**What to do:** Exact repetition of the data below is required.

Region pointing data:
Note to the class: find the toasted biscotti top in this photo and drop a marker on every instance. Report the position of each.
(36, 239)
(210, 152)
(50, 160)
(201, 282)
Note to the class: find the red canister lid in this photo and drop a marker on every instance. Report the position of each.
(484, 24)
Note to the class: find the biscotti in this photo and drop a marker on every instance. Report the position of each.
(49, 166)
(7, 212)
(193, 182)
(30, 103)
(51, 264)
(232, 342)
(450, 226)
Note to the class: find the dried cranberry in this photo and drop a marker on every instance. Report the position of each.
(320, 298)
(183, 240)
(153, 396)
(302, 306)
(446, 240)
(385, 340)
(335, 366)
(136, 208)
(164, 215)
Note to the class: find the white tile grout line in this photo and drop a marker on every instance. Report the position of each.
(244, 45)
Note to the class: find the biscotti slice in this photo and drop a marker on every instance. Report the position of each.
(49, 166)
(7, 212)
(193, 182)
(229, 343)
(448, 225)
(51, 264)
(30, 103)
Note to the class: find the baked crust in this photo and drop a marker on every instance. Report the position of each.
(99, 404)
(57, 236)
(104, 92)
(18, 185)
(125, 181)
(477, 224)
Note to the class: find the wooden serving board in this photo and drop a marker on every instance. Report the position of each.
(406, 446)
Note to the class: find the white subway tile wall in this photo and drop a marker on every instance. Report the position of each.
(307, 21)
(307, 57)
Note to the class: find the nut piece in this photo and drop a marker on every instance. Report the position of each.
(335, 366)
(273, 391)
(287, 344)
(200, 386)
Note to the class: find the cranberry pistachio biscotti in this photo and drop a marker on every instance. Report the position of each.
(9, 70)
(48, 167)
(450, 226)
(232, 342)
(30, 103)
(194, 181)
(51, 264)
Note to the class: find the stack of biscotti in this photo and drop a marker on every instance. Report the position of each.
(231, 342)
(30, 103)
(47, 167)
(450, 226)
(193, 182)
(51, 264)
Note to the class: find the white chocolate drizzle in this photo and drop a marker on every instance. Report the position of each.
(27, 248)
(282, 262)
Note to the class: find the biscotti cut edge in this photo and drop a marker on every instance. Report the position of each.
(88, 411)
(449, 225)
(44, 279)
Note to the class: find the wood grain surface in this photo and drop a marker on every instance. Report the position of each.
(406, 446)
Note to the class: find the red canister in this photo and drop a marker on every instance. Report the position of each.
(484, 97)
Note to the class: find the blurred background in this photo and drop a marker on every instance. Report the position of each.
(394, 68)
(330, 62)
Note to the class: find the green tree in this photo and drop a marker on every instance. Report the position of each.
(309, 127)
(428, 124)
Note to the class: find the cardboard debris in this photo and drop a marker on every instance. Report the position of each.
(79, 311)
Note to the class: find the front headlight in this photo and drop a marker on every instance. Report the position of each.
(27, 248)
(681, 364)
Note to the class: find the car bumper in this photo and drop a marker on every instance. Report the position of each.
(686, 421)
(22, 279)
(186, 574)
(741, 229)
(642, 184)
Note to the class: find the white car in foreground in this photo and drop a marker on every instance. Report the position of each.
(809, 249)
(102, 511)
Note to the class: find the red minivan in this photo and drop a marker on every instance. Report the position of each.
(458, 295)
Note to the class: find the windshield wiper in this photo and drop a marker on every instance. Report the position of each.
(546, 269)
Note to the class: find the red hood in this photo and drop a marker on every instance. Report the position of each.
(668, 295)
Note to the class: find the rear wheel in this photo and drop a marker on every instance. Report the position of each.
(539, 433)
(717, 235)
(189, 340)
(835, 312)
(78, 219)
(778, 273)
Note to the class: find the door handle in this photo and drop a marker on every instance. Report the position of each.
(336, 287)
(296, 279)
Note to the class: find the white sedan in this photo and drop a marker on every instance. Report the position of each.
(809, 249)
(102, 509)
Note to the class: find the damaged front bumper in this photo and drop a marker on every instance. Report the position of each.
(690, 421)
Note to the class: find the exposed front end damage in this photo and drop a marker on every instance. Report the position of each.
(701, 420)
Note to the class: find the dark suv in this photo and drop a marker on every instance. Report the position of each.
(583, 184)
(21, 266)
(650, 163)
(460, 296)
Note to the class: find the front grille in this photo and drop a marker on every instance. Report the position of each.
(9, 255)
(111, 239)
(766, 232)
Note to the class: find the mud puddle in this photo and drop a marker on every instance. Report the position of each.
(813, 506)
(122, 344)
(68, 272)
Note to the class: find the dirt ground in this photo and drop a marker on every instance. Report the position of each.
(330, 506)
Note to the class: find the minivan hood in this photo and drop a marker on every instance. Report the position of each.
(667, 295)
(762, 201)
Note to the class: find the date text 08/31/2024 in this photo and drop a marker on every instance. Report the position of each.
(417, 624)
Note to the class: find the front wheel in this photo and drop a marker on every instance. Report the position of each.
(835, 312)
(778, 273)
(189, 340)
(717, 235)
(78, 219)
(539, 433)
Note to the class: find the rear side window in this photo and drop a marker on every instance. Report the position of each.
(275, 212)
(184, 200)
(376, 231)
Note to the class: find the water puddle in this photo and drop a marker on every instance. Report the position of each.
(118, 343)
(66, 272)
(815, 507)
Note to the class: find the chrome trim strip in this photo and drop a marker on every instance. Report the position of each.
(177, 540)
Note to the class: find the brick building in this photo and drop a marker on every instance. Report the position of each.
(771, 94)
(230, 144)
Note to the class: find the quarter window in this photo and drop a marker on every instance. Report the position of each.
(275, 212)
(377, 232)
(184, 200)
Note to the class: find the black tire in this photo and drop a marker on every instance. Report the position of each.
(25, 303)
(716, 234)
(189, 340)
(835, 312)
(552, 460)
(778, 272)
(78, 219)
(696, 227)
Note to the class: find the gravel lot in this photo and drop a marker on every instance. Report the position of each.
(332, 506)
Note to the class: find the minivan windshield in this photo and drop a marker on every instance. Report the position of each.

**Answer for the task:**
Note to the class: find the toasted biscotti top in this photo and drop a marker on every instance. Report the position of each.
(36, 239)
(210, 152)
(50, 160)
(201, 282)
Note to the class: find the red canister lid in this photo and drop a marker on every instance. Report the position of each.
(484, 24)
Note to the class: find the biscotti in this photo and drop a marker on every instance. Report the position of each.
(49, 166)
(7, 212)
(193, 182)
(30, 103)
(51, 264)
(232, 342)
(450, 226)
Note to the class: find the dried cranberry in this photo and drop a marker on every instance. Report the position of each.
(320, 298)
(183, 240)
(153, 396)
(302, 306)
(446, 240)
(385, 340)
(335, 366)
(136, 208)
(164, 215)
Note to the class: find the white tile grout line in this photo and drop a marker on every instance. Report the position of each.
(244, 45)
Note to the class: find the biscotti slice in this photo and drop a marker on every instance. Report the position of each.
(49, 166)
(7, 212)
(193, 182)
(229, 343)
(448, 225)
(51, 264)
(30, 103)
Note to the class: find the baked crust in this photo and drop a marker on every instance. Report the position of each.
(99, 404)
(57, 236)
(104, 92)
(18, 185)
(125, 181)
(477, 224)
Note to the class: find the wooden serving board in this photo and drop a marker on every instance. Report the position of each.
(406, 446)
Note to the class: find the white subway tile wall in this photo and drop a marker on every instance. Report the position of each.
(307, 21)
(307, 57)
Note to the class: find the nut piece in this photo and drop a marker on every instance. Report the position of each.
(335, 366)
(273, 391)
(287, 344)
(200, 386)
Note to the class: find the cranberry pistachio biscotti in this photo and drop a marker on every instance. Report the position of each.
(9, 70)
(48, 167)
(450, 226)
(232, 342)
(30, 103)
(194, 181)
(51, 264)
Note to the class: find the stack of biscotti in this photo and drop a marker on every instance. Report the position of each.
(231, 342)
(30, 103)
(47, 167)
(450, 226)
(193, 182)
(51, 264)
Note to the class: find the white chocolate drizzle in this photo and drop a marker on every instance. Report the position of each.
(27, 248)
(282, 262)
Note to the class: find the biscotti cut edge in this photo and drop a marker on every instance. Report the position of each.
(88, 411)
(449, 225)
(44, 279)
Note to the class: find the wood grain surface in this photo and drop a marker on every instance. Report the position of each.
(406, 446)
Note to the class: find the red canister in this photo and drop a marker on every instance. Report the position of each.
(484, 97)
Note to the class: find the blurred background in this photo and drop a marker on every instance. Report the position of each.
(394, 68)
(330, 62)
Note to the class: find the green tree in this photo and drop a marker on every instance. Report the position of each.
(309, 127)
(428, 124)
Note to the class: find the cardboard debris in this photo and drop a marker on every instance. Report the position of each.
(79, 311)
Note to the class: find the front headlight in this photo and drop a marker on every instance. Report the position of each.
(27, 248)
(681, 364)
Note to the class: find the car bumper in this photo and drop a marker on every instance. Report the position of each.
(686, 421)
(22, 279)
(186, 574)
(741, 229)
(642, 184)
Note to the class: find the white car in foreground in this photo and drop a marker on every instance. Report the position of each.
(809, 249)
(102, 511)
Note to the class: find the red minivan in this photo and drop a marker on every instance. Report the position of each.
(458, 295)
Note to the class: find the windshield wiper in this photo and drop a marker on every instance. Report the position of each.
(546, 269)
Note to the class: find the red hood in this photo and drop a marker on every instance. Report the position of each.
(668, 295)
Note to the class: find the rear wheel in this photo and drop a marker on every instance. Report the position of each.
(539, 433)
(717, 235)
(189, 340)
(835, 312)
(78, 219)
(778, 273)
Note to the class: find the door handle in this photo and drop a marker on every instance. Report the position of each.
(336, 287)
(296, 279)
Note to the class: find the white sedan in this photo and drop a marker on every instance. Report the position of each.
(809, 249)
(102, 509)
Note to the class: find the damaged front bumper in this photo and drop a marker on every instance. Report the position of each.
(690, 421)
Note to the class: find the exposed front end damage in this photo and drop a marker on every instance. Report the position of each.
(701, 420)
Note to the class: find the dark suv in this photo and drop a marker on every instance. Report the position of each.
(583, 184)
(21, 266)
(650, 163)
(460, 296)
Note to the class: find the front grille in this photo and drop a marker on every instance. Report the position of each.
(9, 255)
(111, 239)
(766, 232)
Note to the class: find the mud puddle in this photo and drop a marker on every instance. Report the position of each.
(813, 506)
(122, 344)
(68, 272)
Note to the class: find the dirt ground in this photo and drop a marker on every instance. Report the position of each.
(330, 506)
Note to the class: find the minivan hood in this photo and drop a marker on every instance. Report the position of each.
(667, 295)
(762, 201)
Note to the class: find the date text 08/31/2024 in this photo and drop a marker on every instance. Report the position of each.
(417, 624)
Note to the class: find the front wheel in this photo and drop a marker on every instance. Report the position of each.
(835, 312)
(778, 273)
(189, 340)
(717, 235)
(78, 219)
(539, 433)
Note to the class: find the rear side window in this photo and drop a marker on every instance. Report the position of each.
(275, 212)
(184, 200)
(376, 231)
Note to the class: find the water puddle in this photo and drop a marker on every instance. Report the position of each.
(118, 343)
(66, 272)
(815, 507)
Note to the class: find the chrome trim strip in this photo and drop a marker on every instance. Report the position of each.
(177, 540)
Note to the class: find the brick building in this photo and drop a marker on every instance. Report the position of each.
(771, 94)
(230, 144)
Note to the class: find the quarter window in this photo and drop a marker on every instance. Report the position of each.
(275, 212)
(377, 232)
(184, 200)
Note to the class: find the black tire in this photo and drop a marker on every instance. Report the position of each.
(25, 303)
(716, 234)
(189, 340)
(835, 312)
(552, 460)
(778, 272)
(78, 219)
(696, 227)
Note to the class: find the gravel lot in this photo and drop a marker on every instance. Report the position of each.
(332, 506)
Note to the class: find the minivan windshield in this photo and drop a marker on every instance. Report the position of each.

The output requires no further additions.